PASSAGE FOR REVIEW
--------------------
Students get to work on life-saving CPR technique
HUNTINGTON, W.Va. (AP) — With assistance from a grant from the Highmark Foundation, CPR kits have been provided to every high school in Cabell, Wayne and Mason counties so that students can learn the life-saving skill before they graduate, in accordance with a new state law.
Ten Huntington High School students demonstrated hands-only CPR at a celebration assembly for the American Heart Association’s “CPR in Schools” kits on Monday, The Herald-Dispatch reported.
With heart disease being the most common cause of death in the state, all West Virginia high school students are required to learn CPR training in health classes before graduation. The requirement, which was signed into law by West Virginia Gov. Earl Ray Tomblin last year, has been in place since July.
The three counties were chosen for the free kits because the region has the highest rate of heart disease in the state, said Catherine McCalister, manager of corporate communications for the health insurance company Highmark West Virginia.
--------------------
WHAT THIS EXERCISE ASKS
A) Answer these questions about the news report on CPR kits.
(i) Which counties had CPR kits provided to every high school?
(ii) How many Huntington High School students demonstrated hands-only CPR at the assembly?
(iii) Who signed the CPR training requirement into law?
B) Repeat the news report on CPR kits word for word, from "Students get to" to "place since July.".

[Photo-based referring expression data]
--------------------
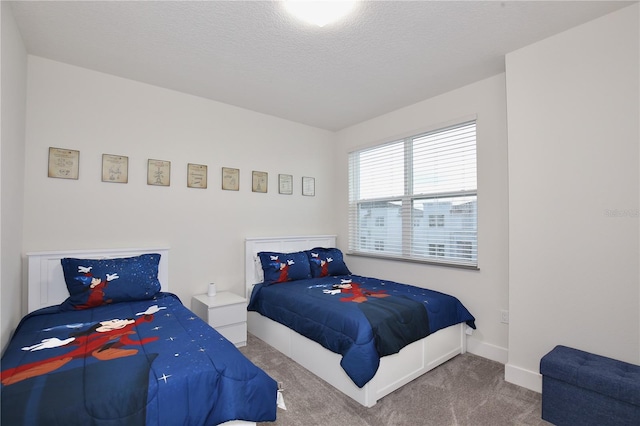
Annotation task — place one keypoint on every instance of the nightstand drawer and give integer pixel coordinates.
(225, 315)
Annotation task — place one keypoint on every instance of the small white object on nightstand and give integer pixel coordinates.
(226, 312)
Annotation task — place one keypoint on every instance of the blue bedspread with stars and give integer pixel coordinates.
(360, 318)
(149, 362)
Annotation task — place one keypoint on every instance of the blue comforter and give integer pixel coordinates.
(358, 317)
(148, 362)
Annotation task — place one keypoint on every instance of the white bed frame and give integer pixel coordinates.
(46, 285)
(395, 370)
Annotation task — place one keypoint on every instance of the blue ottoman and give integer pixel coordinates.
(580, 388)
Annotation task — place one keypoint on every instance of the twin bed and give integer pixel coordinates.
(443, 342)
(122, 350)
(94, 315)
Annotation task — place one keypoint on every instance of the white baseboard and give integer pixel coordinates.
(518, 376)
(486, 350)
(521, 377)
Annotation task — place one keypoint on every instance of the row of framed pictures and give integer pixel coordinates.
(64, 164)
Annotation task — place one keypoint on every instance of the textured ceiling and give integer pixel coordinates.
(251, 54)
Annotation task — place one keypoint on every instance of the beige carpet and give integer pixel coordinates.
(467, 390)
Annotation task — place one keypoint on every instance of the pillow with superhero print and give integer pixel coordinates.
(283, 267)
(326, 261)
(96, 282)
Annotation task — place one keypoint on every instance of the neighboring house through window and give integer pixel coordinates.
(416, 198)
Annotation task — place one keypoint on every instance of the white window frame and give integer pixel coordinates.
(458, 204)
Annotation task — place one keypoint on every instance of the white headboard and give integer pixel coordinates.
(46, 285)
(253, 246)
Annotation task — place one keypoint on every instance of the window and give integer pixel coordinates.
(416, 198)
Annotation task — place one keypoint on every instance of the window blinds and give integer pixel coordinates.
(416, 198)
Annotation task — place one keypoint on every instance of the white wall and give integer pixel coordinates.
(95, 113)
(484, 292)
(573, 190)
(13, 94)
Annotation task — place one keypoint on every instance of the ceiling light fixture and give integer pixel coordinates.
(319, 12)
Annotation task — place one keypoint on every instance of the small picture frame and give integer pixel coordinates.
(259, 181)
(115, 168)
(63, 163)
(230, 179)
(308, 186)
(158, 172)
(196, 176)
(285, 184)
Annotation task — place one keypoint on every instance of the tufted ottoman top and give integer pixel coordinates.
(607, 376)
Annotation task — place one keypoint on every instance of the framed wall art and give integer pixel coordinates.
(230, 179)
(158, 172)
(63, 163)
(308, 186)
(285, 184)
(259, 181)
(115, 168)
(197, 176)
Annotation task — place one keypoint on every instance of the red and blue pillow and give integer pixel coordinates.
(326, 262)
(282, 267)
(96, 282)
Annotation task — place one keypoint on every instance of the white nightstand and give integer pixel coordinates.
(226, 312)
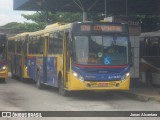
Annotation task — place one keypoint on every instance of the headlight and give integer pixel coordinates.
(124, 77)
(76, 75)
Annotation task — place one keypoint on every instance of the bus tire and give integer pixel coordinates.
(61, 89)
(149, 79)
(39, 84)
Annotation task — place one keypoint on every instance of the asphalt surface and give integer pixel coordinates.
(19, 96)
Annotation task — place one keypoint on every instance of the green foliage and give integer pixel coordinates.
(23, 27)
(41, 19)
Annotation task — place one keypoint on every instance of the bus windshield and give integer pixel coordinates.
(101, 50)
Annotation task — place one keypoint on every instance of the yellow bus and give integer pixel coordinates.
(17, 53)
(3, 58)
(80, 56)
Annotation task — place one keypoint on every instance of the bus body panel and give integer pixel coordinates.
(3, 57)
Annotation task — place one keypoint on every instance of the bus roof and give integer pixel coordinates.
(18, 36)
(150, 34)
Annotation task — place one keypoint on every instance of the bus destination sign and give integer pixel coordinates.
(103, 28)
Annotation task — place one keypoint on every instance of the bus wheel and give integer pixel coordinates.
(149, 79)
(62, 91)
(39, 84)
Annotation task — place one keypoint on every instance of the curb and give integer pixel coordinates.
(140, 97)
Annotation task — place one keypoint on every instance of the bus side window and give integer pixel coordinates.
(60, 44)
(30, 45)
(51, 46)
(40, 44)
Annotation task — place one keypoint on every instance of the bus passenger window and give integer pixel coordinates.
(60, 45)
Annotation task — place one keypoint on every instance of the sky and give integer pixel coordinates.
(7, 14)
--------------------
ANSWERS FOR THE TASKS
A)
(i) Cabell, Wayne and Mason counties
(ii) Ten
(iii) West Virginia Gov. Earl Ray Tomblin

B)
Students get to work on life-saving CPR technique
HUNTINGTON, W.Va. (AP) — With assistance from a grant from the Highmark Foundation, CPR kits have been provided to every high school in Cabell, Wayne and Mason counties so that students can learn the life-saving skill before they graduate, in accordance with a new state law.
Ten Huntington High School students demonstrated hands-only CPR at a celebration assembly for the American Heart Association’s “CPR in Schools” kits on Monday, The Herald-Dispatch reported.
With heart disease being the most common cause of death in the state, all West Virginia high school students are required to learn CPR training in health classes before graduation. The requirement, which was signed into law by West Virginia Gov. Earl Ray Tomblin last year, has been in place since July.